St. Nicolaas kwam bijna te laat

Titel ontleend aan binnenzijde omslag
Onbekende schrijver en illustrator
Uitgegeven tussen 1960 en 1969
Uitgever Jeugdland - Heemstede
Op achterkant No. 5010

Korte inhoud:
Toen de stoomboot met St. Nicolaas en Zwarte Piet op weg was naar Nederland, om daar Sint's verjaardag te gaan vieren, kwamen ze terecht in een hevige storm. Het waren zulke hoge golven, dat de boot niet kon aanleggen in de haven. Om de kinderen in Nederland niet teleur te stellen, nam de kapitein van de stoomboot contact op met de zeesleper "Holland" en vroeg hun om St. Nicolaas over te nemen en veilig aan land te brengen.
Na veel moeite lukte dit ook en zowel St. Nicolaas als Zwarte Piet en ook de schimmel werden door middel van een net, dat gespannen werd tussen de twee boten, van boord gehaald en veilig aan de wal gebracht, alwaar ze werden ingehaald door juichende kinderen!
De scheepsjongen van de "Holland" had Sinterklaas verteld, dat zijn vader op zee was omgekomen en dat zijn moeder met zijn jongste broertje nu alleen in een klein huisje vlakbij de haven woonde. Het broertje was ziek en daarom vroeg de scheepsjongen aan Sinterklaas om hem te bezoeken. Natuurlijk beloofde Sint dit en bracht de zieke jongen een zak vol speelgoed en lekkers. Daarna ging hij ook nog naar de zeesleper, om de scheepsjongen, die daar de wacht hield, te bezoeken. Samen dronken ze heerlijk warme chocolademelk en daarna nam Sint afscheid, na nog beloofd te hebben het volgend jaar terug te komen.

Fragment uit het boek:
Niet alleen de Sint en Zwarte Piet, ook de schimmel van de Sint moest van het grote schip op de kleine zeesleper overgebracht worden, en dat terwijl de beide schepen slingerden en stampten in een kolkende zee.
Je snapt wel dat de schepen niet vlak naast elkaar konden gaan liggen. De golven zouden ze dan tegen elkaar smakken, waardoor ze beslist lek zouden stoten. Nee, dat moest anders gebeuren.

• [Opdracht]: Schrijf de tekst over het boek "St. Nicolaas kwam bijna te laat" verder, te beginnen na de zin "Nee, dat moest anders gebeuren." De regels uit de dataset spelen hierbij geen rol.

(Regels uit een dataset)
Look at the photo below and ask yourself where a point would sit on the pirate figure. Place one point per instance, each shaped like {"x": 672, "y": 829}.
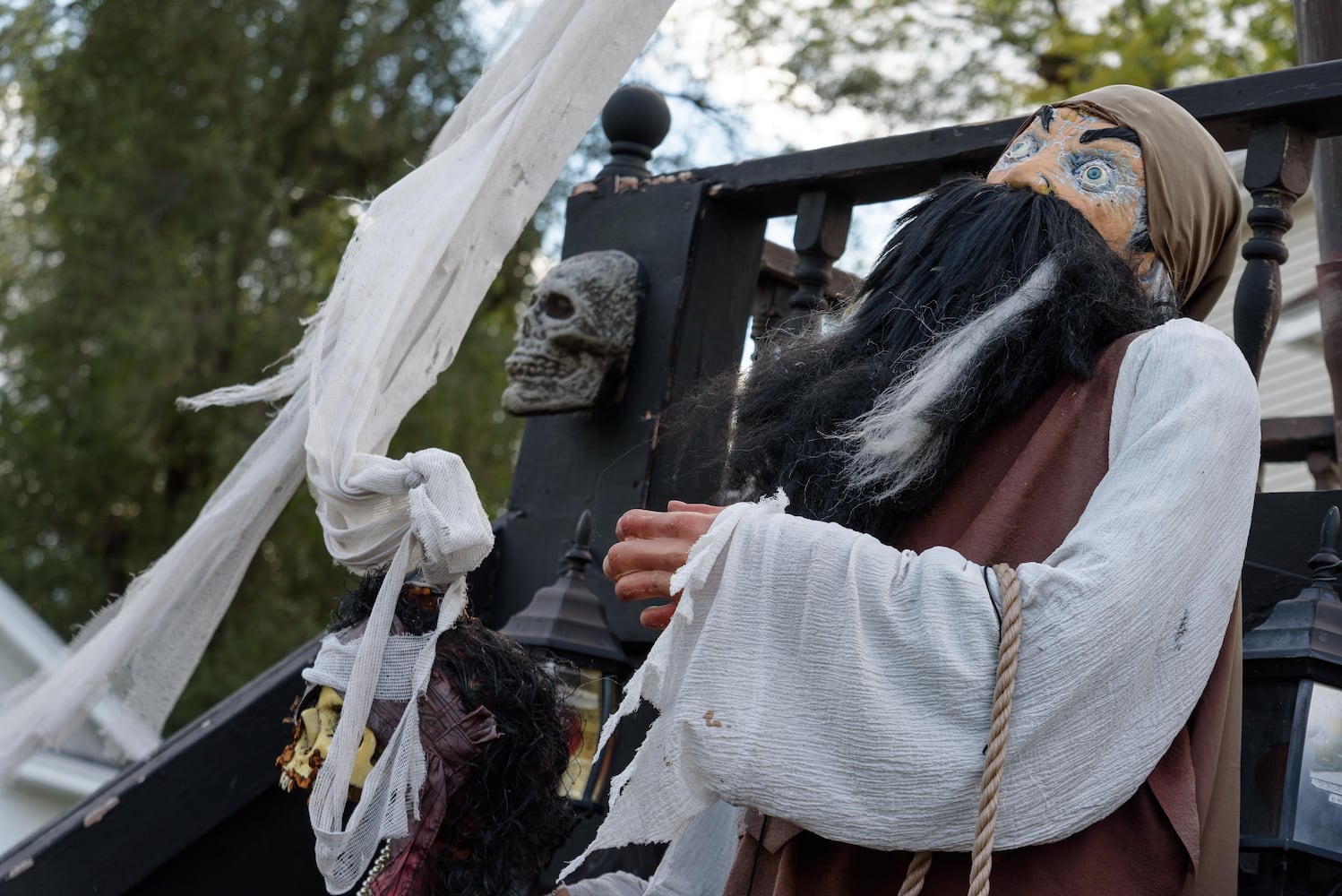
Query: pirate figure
{"x": 1023, "y": 381}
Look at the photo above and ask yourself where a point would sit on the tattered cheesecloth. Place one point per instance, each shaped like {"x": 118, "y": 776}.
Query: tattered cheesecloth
{"x": 487, "y": 722}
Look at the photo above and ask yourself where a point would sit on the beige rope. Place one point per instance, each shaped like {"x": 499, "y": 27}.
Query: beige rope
{"x": 981, "y": 861}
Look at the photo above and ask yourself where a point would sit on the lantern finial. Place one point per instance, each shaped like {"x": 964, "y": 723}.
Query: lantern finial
{"x": 1326, "y": 564}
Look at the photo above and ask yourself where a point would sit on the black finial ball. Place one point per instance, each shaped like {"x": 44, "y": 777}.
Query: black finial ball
{"x": 636, "y": 116}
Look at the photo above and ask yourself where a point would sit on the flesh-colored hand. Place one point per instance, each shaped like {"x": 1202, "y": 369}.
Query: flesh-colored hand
{"x": 652, "y": 547}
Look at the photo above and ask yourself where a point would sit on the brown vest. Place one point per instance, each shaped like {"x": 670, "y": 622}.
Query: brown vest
{"x": 1019, "y": 495}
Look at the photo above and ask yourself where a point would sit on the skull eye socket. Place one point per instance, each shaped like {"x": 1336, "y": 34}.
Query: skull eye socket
{"x": 557, "y": 306}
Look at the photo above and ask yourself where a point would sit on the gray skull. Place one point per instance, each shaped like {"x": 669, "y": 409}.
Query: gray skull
{"x": 573, "y": 342}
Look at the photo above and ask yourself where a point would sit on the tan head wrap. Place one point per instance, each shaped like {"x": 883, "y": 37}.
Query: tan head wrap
{"x": 1191, "y": 202}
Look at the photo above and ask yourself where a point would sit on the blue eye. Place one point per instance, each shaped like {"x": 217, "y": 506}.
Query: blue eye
{"x": 1094, "y": 175}
{"x": 1023, "y": 146}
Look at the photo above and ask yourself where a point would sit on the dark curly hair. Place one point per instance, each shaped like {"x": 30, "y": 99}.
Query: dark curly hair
{"x": 504, "y": 823}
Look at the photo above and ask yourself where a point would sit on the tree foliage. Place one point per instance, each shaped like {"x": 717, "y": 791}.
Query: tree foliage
{"x": 935, "y": 61}
{"x": 183, "y": 183}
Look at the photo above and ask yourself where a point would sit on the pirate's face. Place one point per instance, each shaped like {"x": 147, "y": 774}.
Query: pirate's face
{"x": 1090, "y": 164}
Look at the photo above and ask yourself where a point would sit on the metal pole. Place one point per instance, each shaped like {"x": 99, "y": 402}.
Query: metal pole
{"x": 1318, "y": 32}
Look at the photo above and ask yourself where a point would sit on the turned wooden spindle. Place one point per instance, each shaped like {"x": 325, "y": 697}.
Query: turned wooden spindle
{"x": 822, "y": 232}
{"x": 1277, "y": 172}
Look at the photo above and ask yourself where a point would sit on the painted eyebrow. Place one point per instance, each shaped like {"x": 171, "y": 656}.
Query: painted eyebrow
{"x": 1112, "y": 133}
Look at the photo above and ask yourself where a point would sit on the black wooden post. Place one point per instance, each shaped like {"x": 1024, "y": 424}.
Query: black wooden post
{"x": 1275, "y": 173}
{"x": 821, "y": 235}
{"x": 1318, "y": 31}
{"x": 701, "y": 258}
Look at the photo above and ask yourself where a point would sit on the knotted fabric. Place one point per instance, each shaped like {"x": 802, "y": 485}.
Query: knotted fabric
{"x": 420, "y": 261}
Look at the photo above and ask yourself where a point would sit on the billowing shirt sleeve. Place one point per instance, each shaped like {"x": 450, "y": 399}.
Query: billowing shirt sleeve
{"x": 824, "y": 677}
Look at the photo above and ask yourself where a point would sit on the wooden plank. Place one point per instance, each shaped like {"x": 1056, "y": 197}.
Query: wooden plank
{"x": 164, "y": 806}
{"x": 887, "y": 168}
{"x": 1288, "y": 439}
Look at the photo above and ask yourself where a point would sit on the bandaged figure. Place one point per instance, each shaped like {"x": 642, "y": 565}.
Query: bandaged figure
{"x": 1023, "y": 380}
{"x": 495, "y": 738}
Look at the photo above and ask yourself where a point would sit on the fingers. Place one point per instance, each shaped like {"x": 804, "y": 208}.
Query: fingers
{"x": 643, "y": 585}
{"x": 649, "y": 523}
{"x": 658, "y": 617}
{"x": 667, "y": 555}
{"x": 674, "y": 506}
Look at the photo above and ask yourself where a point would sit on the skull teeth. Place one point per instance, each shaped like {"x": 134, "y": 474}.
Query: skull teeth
{"x": 528, "y": 365}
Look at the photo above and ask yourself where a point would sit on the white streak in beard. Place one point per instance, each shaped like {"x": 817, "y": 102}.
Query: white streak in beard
{"x": 897, "y": 442}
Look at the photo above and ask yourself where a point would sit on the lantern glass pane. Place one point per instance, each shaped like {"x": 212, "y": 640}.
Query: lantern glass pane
{"x": 1318, "y": 815}
{"x": 1269, "y": 715}
{"x": 585, "y": 701}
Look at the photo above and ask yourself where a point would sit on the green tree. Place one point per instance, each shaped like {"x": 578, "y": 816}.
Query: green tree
{"x": 178, "y": 196}
{"x": 919, "y": 62}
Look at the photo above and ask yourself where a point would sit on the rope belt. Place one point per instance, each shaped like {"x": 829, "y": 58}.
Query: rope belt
{"x": 981, "y": 861}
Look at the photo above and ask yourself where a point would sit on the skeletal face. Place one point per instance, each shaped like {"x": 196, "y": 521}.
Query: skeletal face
{"x": 313, "y": 733}
{"x": 573, "y": 342}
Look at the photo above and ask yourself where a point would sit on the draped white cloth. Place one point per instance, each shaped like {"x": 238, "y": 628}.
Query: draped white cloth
{"x": 415, "y": 271}
{"x": 824, "y": 677}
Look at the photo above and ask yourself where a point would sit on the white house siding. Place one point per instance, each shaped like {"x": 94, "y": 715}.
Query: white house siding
{"x": 50, "y": 782}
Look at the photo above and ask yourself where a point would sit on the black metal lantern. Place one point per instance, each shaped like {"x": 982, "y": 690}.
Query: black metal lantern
{"x": 1291, "y": 763}
{"x": 566, "y": 620}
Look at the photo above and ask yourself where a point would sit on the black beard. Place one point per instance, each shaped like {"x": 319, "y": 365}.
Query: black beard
{"x": 967, "y": 247}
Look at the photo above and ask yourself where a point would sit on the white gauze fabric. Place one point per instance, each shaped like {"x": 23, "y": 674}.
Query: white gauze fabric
{"x": 420, "y": 261}
{"x": 824, "y": 677}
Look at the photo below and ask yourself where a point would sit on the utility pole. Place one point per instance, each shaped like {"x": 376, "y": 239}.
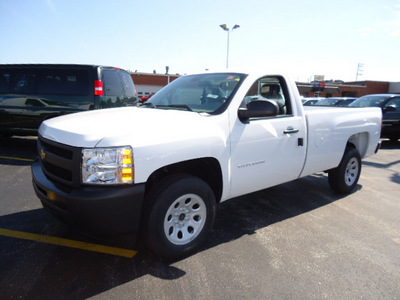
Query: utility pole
{"x": 360, "y": 70}
{"x": 224, "y": 27}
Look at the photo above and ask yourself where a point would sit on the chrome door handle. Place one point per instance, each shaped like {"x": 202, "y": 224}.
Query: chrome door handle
{"x": 290, "y": 130}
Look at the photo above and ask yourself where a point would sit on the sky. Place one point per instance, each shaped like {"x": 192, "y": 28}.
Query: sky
{"x": 302, "y": 38}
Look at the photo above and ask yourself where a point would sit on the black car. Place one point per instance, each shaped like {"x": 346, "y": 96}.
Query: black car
{"x": 390, "y": 105}
{"x": 30, "y": 94}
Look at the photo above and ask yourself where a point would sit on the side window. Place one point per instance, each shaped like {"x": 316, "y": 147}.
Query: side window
{"x": 112, "y": 83}
{"x": 270, "y": 88}
{"x": 127, "y": 84}
{"x": 395, "y": 103}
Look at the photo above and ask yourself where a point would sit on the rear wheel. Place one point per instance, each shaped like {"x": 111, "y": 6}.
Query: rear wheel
{"x": 179, "y": 217}
{"x": 344, "y": 178}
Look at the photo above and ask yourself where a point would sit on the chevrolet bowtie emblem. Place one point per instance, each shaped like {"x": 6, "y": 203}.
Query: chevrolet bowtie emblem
{"x": 42, "y": 154}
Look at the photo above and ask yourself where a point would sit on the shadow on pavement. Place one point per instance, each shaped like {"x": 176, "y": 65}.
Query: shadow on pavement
{"x": 35, "y": 270}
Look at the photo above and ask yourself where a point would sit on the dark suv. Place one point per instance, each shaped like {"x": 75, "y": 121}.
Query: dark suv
{"x": 390, "y": 105}
{"x": 30, "y": 94}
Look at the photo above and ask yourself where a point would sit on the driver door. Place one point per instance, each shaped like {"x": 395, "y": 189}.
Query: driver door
{"x": 267, "y": 151}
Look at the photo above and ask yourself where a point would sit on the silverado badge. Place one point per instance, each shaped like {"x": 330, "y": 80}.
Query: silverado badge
{"x": 42, "y": 154}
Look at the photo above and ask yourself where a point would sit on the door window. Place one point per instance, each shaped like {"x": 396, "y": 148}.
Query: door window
{"x": 270, "y": 88}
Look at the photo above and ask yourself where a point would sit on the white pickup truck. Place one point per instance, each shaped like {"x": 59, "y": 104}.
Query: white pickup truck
{"x": 162, "y": 168}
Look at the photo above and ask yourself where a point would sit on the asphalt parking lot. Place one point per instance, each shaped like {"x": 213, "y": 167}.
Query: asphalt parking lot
{"x": 295, "y": 241}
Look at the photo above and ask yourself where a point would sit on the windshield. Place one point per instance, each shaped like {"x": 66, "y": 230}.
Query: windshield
{"x": 369, "y": 101}
{"x": 327, "y": 101}
{"x": 209, "y": 93}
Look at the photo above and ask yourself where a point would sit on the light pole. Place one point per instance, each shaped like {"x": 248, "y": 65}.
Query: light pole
{"x": 224, "y": 27}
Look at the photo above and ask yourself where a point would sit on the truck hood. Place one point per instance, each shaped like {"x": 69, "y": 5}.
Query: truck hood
{"x": 119, "y": 126}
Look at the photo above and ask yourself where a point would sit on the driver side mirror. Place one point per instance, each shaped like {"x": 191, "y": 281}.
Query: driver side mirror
{"x": 258, "y": 109}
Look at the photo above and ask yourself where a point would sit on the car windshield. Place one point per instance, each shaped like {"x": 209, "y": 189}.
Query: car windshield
{"x": 369, "y": 101}
{"x": 203, "y": 93}
{"x": 328, "y": 101}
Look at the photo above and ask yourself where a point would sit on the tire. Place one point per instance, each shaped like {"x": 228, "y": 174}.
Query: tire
{"x": 180, "y": 214}
{"x": 344, "y": 178}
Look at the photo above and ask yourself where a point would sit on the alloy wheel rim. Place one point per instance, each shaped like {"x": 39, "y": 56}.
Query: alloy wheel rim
{"x": 352, "y": 170}
{"x": 185, "y": 219}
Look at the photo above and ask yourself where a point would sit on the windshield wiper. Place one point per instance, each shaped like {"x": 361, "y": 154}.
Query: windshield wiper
{"x": 176, "y": 106}
{"x": 149, "y": 104}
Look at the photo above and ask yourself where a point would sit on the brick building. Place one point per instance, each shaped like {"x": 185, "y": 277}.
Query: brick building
{"x": 150, "y": 83}
{"x": 347, "y": 89}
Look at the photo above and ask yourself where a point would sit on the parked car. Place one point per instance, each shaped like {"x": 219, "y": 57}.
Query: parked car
{"x": 336, "y": 101}
{"x": 30, "y": 94}
{"x": 209, "y": 138}
{"x": 308, "y": 101}
{"x": 390, "y": 105}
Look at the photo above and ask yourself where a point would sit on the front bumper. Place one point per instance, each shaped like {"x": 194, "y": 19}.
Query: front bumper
{"x": 95, "y": 210}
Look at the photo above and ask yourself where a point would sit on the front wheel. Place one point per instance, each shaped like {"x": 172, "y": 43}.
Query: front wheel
{"x": 180, "y": 214}
{"x": 344, "y": 178}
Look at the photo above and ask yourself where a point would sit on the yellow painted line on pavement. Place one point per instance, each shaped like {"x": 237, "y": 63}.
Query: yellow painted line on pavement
{"x": 68, "y": 243}
{"x": 17, "y": 158}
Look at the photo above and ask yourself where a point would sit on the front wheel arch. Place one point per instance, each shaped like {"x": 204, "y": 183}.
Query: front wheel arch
{"x": 179, "y": 214}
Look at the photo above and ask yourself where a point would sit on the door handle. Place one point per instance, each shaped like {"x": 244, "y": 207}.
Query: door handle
{"x": 290, "y": 130}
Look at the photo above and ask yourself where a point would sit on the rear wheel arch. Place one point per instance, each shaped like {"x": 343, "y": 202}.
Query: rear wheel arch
{"x": 359, "y": 141}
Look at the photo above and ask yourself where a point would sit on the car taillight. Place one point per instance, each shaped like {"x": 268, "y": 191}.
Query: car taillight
{"x": 98, "y": 88}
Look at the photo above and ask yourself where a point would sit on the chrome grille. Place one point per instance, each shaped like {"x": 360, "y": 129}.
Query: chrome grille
{"x": 60, "y": 162}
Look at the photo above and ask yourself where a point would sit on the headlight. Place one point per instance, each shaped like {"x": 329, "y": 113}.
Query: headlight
{"x": 107, "y": 165}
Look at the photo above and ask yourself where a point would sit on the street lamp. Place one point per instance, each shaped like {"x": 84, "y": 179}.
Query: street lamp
{"x": 224, "y": 27}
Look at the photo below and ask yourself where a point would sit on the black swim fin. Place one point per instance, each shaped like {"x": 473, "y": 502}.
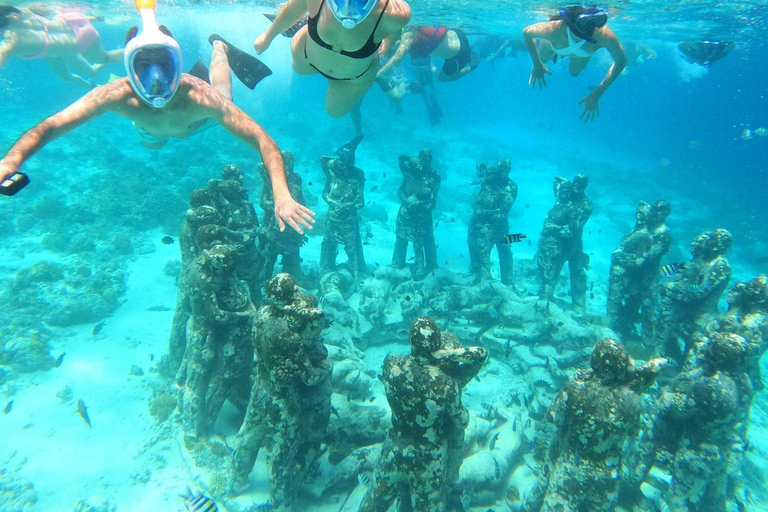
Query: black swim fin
{"x": 290, "y": 31}
{"x": 200, "y": 71}
{"x": 247, "y": 68}
{"x": 347, "y": 151}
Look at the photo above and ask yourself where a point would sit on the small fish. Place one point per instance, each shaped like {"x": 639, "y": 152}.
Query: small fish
{"x": 98, "y": 327}
{"x": 198, "y": 502}
{"x": 492, "y": 444}
{"x": 672, "y": 269}
{"x": 514, "y": 238}
{"x": 83, "y": 411}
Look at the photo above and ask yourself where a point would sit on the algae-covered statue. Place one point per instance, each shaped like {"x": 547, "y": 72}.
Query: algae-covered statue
{"x": 421, "y": 456}
{"x": 273, "y": 242}
{"x": 418, "y": 195}
{"x": 223, "y": 203}
{"x": 596, "y": 413}
{"x": 344, "y": 194}
{"x": 219, "y": 352}
{"x": 290, "y": 403}
{"x": 489, "y": 223}
{"x": 690, "y": 297}
{"x": 635, "y": 267}
{"x": 561, "y": 239}
{"x": 699, "y": 430}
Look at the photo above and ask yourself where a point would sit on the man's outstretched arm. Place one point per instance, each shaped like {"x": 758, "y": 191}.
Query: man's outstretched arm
{"x": 80, "y": 112}
{"x": 249, "y": 131}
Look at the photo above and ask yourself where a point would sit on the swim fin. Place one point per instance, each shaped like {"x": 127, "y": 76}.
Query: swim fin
{"x": 290, "y": 31}
{"x": 200, "y": 71}
{"x": 347, "y": 151}
{"x": 247, "y": 68}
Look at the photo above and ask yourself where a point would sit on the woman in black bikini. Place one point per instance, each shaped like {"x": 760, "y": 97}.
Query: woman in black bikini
{"x": 340, "y": 41}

• [Uitvoer]:
Maar de kapitein van de zeesleper, voor geen klein geruchtje vervaard, of zoals dat ook wel heet, een man die al voor héél wat hete vuren had gestaan, had zijn plannen al klaar. Hij liet naar het grote schip seinen, dat hij een vangnet uit zou zetten. Hij zou dan zo dicht mogelijk langs het grote schip varen en dan moesten de Sint en Pieter, op een teken van hem, in het net springen.
Nu was dat voor de rappe Zwarte Piet geen kunst, maar voor de Sint viel dat natuurlijk niet mee. Maar er zat niets anders op.
Toen dan ook de zeesleper op een gegeven moment langs kwam varen, sprongen op een teken van de sleepbootkapitein, de Sint en Pieter beiden in het net, waar ze door een heleboel helpende handen uitgehaald werden.
Toen moest de schimmel nog overgenomen worden. Er werd een zwaar stuk zeildoek om de buik van het trouwe dier gebonden. Hieraan werden touwen bevestigd, en zo werd de schimmel aan een laadboom omhoog gehesen. De laadboom werd buitenboord gedraaid en toen de zeesleper weer langs kwam varen liet men het paard snel zakken. Zo belandde het, op zijn beurt, behouden in het net.
Zo waren ze dus alle drie gezond en wel aan boord van de sleepboot terecht gekomen, die direct daarop de terugtocht aanvaardde. Dat ging héél wat sneller dan de tocht heen. Men had nu de storm in de rug, zodat het schip als een steigerend renpaard over de woelige zee vooruitstoof.
Bij aankomst werden ze vrolijk binnengehaald door de wachtende kinderen en konden ze beginnen met hun tocht over de daken.